■ **Exercise requirements**
In the forum thread about the book Waiting, which restaurant did marmalady waitress at during the late teens?

— Start Reading passage —

# Waiting



## jim berman (Oct 28, 1999)

I am about half-way through Waiting by Debra Ginsberg. Can't put it down. It strikes me as the front-of-the house response to Anthony Bourdain's Kitchen Confidential, only not as intense. A humorous look at waitstaff and their own set of neurotic tendencies. I was half-expecting a kitchen-bashing, tell-all, but it is a surprisingly objective look.


----------



## suzanne (May 26, 2001)

I agree; excellent book. Since I only know FOH as a customer or as an annoyance to BOH, I found her story fascinating. Plus, she's a good writer.


----------



## isa (Apr 4, 2000)

Is it like a certain website on which you can learn of all that can be done to your food behind the kitchen door?


----------



## marmalady (Apr 19, 2001)

I just finished reading it, also - great insights!

Isa, yes, it is a kind of tell-all, but I think the major theme was the writer's discovery through her restaurant travels that waiting is indeed a profession; one that allowed her to grow and develop, and be single mom able to work and raise her child. Of course, the anecdotal tidbits threaded through the book are what makes it so juicy!!!

In my late teens, I waitressed at Durgin Park Restaurant in Boston, and the book brought back so many memories! The older waitress 'cliques', temperamental chefs, and off the wall management, the long split-shift hours, and the camaraderie that develops among the staff.

A good read all around!


----------

— End Reading passage —
— Start Record set —

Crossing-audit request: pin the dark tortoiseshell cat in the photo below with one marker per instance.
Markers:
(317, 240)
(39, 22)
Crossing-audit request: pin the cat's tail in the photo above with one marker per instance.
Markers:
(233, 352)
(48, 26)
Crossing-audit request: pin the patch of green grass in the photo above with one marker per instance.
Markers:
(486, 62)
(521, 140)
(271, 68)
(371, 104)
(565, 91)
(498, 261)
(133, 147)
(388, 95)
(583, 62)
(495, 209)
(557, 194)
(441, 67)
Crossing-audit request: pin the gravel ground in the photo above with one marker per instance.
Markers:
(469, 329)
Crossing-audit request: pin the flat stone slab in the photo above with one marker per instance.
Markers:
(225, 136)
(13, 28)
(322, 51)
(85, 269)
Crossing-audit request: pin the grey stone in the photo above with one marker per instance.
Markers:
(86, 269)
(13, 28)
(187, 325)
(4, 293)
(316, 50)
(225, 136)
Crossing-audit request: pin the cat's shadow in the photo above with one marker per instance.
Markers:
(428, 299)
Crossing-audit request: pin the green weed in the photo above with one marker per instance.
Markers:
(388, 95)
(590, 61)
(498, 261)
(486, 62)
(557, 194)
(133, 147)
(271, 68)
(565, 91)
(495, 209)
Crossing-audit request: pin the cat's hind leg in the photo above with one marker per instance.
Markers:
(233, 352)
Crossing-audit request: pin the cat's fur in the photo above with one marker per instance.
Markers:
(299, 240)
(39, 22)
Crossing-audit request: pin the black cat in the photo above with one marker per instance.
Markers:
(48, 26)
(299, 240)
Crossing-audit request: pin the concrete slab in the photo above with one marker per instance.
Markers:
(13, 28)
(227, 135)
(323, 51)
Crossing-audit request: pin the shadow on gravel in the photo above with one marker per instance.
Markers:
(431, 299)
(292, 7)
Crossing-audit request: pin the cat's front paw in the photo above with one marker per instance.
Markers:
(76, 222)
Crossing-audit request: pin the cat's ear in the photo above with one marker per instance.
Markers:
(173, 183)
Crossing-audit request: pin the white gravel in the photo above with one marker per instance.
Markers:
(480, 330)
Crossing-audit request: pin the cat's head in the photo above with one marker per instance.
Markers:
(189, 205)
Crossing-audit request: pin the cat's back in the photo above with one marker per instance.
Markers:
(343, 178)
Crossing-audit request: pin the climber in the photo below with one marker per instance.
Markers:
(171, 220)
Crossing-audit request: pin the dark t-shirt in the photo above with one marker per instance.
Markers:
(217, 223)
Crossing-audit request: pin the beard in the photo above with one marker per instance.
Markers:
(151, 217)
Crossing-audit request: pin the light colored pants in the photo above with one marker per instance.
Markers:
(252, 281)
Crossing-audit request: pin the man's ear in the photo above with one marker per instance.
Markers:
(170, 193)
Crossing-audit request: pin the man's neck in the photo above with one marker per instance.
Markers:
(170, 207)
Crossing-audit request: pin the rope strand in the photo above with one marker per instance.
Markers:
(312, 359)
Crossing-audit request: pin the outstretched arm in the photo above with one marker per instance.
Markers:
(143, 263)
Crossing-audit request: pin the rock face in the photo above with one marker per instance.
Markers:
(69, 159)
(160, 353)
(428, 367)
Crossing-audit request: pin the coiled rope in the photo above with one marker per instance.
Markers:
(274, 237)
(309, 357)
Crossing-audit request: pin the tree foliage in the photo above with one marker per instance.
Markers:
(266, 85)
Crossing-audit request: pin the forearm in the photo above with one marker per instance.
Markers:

— End Record set —

■ **Answer**
Durgin Park Restaurant in Boston.